PROBLEM DESCRIPTION: Could you please retype all of the entries exactly as they appear?

GIVEN DATA:
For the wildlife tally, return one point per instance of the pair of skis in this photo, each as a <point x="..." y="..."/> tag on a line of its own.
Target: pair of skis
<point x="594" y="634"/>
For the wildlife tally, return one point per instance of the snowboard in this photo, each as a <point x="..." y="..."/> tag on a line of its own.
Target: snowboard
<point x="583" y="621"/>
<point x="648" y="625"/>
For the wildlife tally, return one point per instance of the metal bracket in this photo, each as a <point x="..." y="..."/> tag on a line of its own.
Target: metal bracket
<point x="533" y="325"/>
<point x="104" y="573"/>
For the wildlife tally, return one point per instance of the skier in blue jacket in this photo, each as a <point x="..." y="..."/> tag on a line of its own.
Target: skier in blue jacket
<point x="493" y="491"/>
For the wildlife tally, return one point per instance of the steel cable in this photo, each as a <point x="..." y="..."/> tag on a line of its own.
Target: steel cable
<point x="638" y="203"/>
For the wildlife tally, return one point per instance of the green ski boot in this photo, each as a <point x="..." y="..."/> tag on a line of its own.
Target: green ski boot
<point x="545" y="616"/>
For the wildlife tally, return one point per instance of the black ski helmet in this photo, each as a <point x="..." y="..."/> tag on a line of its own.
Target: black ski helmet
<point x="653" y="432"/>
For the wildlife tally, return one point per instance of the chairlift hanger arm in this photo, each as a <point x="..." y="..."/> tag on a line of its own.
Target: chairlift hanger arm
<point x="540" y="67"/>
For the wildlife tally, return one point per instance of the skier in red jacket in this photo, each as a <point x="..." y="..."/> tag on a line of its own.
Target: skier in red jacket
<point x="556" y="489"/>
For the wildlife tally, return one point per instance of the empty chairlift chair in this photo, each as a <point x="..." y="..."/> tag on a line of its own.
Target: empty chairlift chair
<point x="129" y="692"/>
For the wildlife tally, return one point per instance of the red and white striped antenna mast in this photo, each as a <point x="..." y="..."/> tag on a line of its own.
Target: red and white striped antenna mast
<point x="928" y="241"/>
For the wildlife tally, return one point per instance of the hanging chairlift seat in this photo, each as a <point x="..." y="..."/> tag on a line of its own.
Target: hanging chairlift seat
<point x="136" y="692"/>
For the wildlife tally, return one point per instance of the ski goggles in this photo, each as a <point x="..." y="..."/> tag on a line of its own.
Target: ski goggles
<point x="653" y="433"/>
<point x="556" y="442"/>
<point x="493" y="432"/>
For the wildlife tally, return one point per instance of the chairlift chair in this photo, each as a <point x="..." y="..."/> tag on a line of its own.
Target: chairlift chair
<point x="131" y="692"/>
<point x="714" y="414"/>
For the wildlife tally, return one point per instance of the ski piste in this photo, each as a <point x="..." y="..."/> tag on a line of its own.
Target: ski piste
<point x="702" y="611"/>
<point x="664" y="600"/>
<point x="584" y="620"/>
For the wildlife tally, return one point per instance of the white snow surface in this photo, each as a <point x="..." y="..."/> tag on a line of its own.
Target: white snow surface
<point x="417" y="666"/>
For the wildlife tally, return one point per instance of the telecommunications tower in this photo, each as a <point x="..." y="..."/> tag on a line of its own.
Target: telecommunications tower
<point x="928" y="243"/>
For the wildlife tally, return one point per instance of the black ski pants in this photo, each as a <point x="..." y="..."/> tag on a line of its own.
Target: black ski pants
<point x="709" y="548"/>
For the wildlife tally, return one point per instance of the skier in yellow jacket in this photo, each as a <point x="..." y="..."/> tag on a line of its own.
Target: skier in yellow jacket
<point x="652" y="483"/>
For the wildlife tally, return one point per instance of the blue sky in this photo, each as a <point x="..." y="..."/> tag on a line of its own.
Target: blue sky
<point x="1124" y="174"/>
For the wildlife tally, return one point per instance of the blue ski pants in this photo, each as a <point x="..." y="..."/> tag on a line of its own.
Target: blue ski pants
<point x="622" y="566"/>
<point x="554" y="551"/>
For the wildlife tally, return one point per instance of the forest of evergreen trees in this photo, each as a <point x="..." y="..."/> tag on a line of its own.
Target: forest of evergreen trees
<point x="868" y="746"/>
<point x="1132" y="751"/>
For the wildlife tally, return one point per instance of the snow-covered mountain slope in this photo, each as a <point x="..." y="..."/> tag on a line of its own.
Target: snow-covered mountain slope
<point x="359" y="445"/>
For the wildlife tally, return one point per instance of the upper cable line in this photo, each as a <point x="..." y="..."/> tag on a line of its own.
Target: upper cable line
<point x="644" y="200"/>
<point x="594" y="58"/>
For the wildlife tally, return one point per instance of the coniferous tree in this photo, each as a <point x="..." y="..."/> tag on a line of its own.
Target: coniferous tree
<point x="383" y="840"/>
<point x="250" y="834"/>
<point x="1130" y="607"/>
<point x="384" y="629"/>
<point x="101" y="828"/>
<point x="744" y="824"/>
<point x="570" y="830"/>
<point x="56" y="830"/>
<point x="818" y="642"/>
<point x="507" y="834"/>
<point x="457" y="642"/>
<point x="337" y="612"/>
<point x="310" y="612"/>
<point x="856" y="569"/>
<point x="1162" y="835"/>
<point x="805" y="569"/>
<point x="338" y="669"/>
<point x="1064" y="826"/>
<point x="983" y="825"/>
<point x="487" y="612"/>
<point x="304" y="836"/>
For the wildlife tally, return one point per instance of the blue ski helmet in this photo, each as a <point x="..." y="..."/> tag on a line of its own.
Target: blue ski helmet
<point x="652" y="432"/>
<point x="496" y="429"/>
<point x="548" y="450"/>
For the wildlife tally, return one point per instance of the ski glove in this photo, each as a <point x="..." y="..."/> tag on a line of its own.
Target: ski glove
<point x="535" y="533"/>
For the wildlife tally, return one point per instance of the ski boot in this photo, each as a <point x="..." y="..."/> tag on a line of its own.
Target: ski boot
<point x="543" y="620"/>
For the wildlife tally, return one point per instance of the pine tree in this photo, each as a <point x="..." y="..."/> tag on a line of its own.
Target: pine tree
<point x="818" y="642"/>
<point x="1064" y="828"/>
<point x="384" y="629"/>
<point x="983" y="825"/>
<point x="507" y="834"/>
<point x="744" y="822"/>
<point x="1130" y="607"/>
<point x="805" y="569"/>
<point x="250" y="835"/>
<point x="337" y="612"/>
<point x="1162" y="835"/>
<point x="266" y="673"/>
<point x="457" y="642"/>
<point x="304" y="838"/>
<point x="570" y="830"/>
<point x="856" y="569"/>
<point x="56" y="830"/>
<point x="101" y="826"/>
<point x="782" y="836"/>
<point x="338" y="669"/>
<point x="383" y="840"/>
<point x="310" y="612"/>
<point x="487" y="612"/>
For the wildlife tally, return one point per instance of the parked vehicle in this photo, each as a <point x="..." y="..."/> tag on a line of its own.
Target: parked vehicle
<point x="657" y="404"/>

REPLY TO THE TASK:
For the wildlife tally, return one point per instance of the pair of skis in this photo, each as a <point x="..." y="..."/> tag on a line of its own.
Target: pair of skis
<point x="594" y="634"/>
For the wildlife tally, return one point per instance of the snowboard in this photo, each as a <point x="..." y="..."/> tag on a line of its own.
Target: snowboard
<point x="583" y="621"/>
<point x="648" y="625"/>
For the wildlife tally, return one point per instance of the metal bracket in this photo, each as a <point x="..." y="..."/> tag on a line of its own.
Target: metal bracket
<point x="533" y="325"/>
<point x="104" y="573"/>
For the wildlife tally, return one point per instance of the skier in blue jacket in this photo, each as a <point x="..." y="..."/> tag on a line of its own.
Target: skier in blue jacket
<point x="493" y="491"/>
For the wildlife tally, return one point per instance of the steel cable in this photo, each as a <point x="..." y="..."/> tag on a line of its own.
Target: steel cable
<point x="638" y="203"/>
For the wildlife tally, return one point per instance of the green ski boot in this photo, each as a <point x="..." y="..."/> tag on a line of its own.
Target: green ski boot
<point x="545" y="616"/>
For the wildlife tally, return one point per instance of the black ski helmet in this photo, each as a <point x="..." y="..."/> tag on a line of its own.
Target: black ski helmet
<point x="653" y="432"/>
For the wildlife tally, return one point per instance of the chairlift hanger arm in this photo, each as a <point x="..." y="..."/> tag on a line of its own.
Target: chairlift hanger arm
<point x="540" y="67"/>
For the wildlife tally, return one point per instance of the skier in red jacket in this photo, each as a <point x="..." y="..."/> tag on a line of its own.
Target: skier in red jacket
<point x="556" y="489"/>
For the wildlife tally, return one point per instance of the empty chairlift chair in this photo, each as a <point x="..." y="..."/> tag on a line of its own.
Target: empty chairlift chair
<point x="129" y="692"/>
For the wildlife tally, return one point per instance of the red and white striped antenna mast in this photo, each as a <point x="..." y="..."/> tag on a line of its own.
Target: red and white striped antenna mast
<point x="928" y="241"/>
For the wildlife tally, return one point per instance of the hanging chairlift seat in this photo, each as a <point x="..." y="..."/> tag on a line of its own.
Target: hanging chairlift seat
<point x="136" y="692"/>
For the wildlife tally, return one point per instance of the ski goggles in this photo, each as a <point x="..." y="..."/> tag on a line of its own.
Target: ski goggles
<point x="653" y="433"/>
<point x="556" y="442"/>
<point x="493" y="432"/>
For the wildlife tally, return one point per instance of the chairlift chair in this photo, each as a <point x="..." y="..."/> tag on a line of its own.
Target: chairlift chair
<point x="131" y="692"/>
<point x="714" y="414"/>
For the wildlife tally, return one point per instance of the ski piste in this photo, each as a <point x="..." y="..."/> tag on a line of its own.
Target: ski piste
<point x="702" y="611"/>
<point x="664" y="600"/>
<point x="584" y="620"/>
For the wildlife tally, return one point per instance of the white snow surface in this photo, each as a <point x="..." y="..."/> tag on a line of its own.
Target: white snow surface
<point x="417" y="666"/>
For the wildlife tally, return one point per instance of the telecommunications tower in this photo, each as a <point x="..." y="..."/> tag on a line of its own.
Target: telecommunications tower
<point x="928" y="243"/>
For the wildlife tally, return one point per instance of the black ski pants in this photo, each as a <point x="..." y="..."/> tag on a line of its own.
Target: black ski pants
<point x="709" y="548"/>
For the wildlife tally, return one point per instance of the skier in yellow jacket in this photo, each as a <point x="..." y="..."/> tag on a line of its own.
Target: skier in yellow jacket
<point x="652" y="483"/>
For the wildlife tally, return one point per instance of the blue sky in this photo, each as a <point x="..." y="..."/> tag on a line of its own.
Target: blue sky
<point x="1124" y="174"/>
For the wildlife tally, return one point per instance of the blue ski pants in this photo, each as a <point x="..." y="..."/> tag on a line of its own.
Target: blue ski pants
<point x="622" y="566"/>
<point x="554" y="551"/>
For the wildlife tally, return one point per instance of the forest of evergreen trees in this photo, each as a <point x="..." y="..."/> tag on a line of its own.
Target: forest of evergreen trees
<point x="868" y="746"/>
<point x="1132" y="751"/>
For the wildlife tally, return one point per instance of the snow-covered mountain slope in this photo, each as a <point x="..." y="..."/> tag on a line of its own.
Target: snow-covered mountain slope
<point x="359" y="445"/>
For the wildlife tally, return one point per instance of the upper cable line in this photo, each as a <point x="..." y="..."/> tag on a line of its own.
Target: upper cable line
<point x="644" y="200"/>
<point x="594" y="58"/>
For the wildlife tally, return one point per instance of the coniferous tree in this photo, each as a <point x="..." y="..."/> tag on a line of its own.
Target: coniferous tree
<point x="383" y="840"/>
<point x="250" y="834"/>
<point x="1130" y="607"/>
<point x="384" y="629"/>
<point x="101" y="828"/>
<point x="744" y="824"/>
<point x="570" y="830"/>
<point x="56" y="830"/>
<point x="818" y="642"/>
<point x="507" y="834"/>
<point x="457" y="642"/>
<point x="337" y="612"/>
<point x="310" y="612"/>
<point x="856" y="569"/>
<point x="1162" y="835"/>
<point x="805" y="569"/>
<point x="338" y="669"/>
<point x="1064" y="826"/>
<point x="983" y="825"/>
<point x="487" y="612"/>
<point x="304" y="836"/>
For the wildlife tally, return one point per instance of the blue ski helmet in this photo, each as a <point x="..." y="..."/> tag on a line of its own.
Target: blue ski helmet
<point x="652" y="432"/>
<point x="496" y="429"/>
<point x="548" y="450"/>
For the wildlife tally, return one point per instance of the ski glove in this photo, each as a <point x="..." y="..."/> tag on a line of its own.
Target: ski glove
<point x="535" y="533"/>
For the wildlife tally, return one point per instance of the ski boot in this photo, each as a <point x="..." y="..."/> tag on a line of its own.
Target: ski boot
<point x="543" y="620"/>
For the wildlife tally, return one point per instance of the pine tree in this photo, each as a <point x="..." y="..."/> tag on a line of its own.
Target: pine tree
<point x="818" y="642"/>
<point x="1064" y="828"/>
<point x="384" y="629"/>
<point x="983" y="825"/>
<point x="507" y="834"/>
<point x="744" y="822"/>
<point x="1130" y="607"/>
<point x="805" y="569"/>
<point x="250" y="835"/>
<point x="337" y="612"/>
<point x="1162" y="835"/>
<point x="266" y="673"/>
<point x="457" y="642"/>
<point x="304" y="838"/>
<point x="570" y="830"/>
<point x="856" y="569"/>
<point x="56" y="830"/>
<point x="101" y="826"/>
<point x="782" y="836"/>
<point x="338" y="669"/>
<point x="383" y="840"/>
<point x="310" y="612"/>
<point x="487" y="612"/>
For the wildlife tally, return one point per instance of the parked vehicle in this photo, each as a <point x="..." y="..."/> tag on a line of its own.
Target: parked vehicle
<point x="657" y="404"/>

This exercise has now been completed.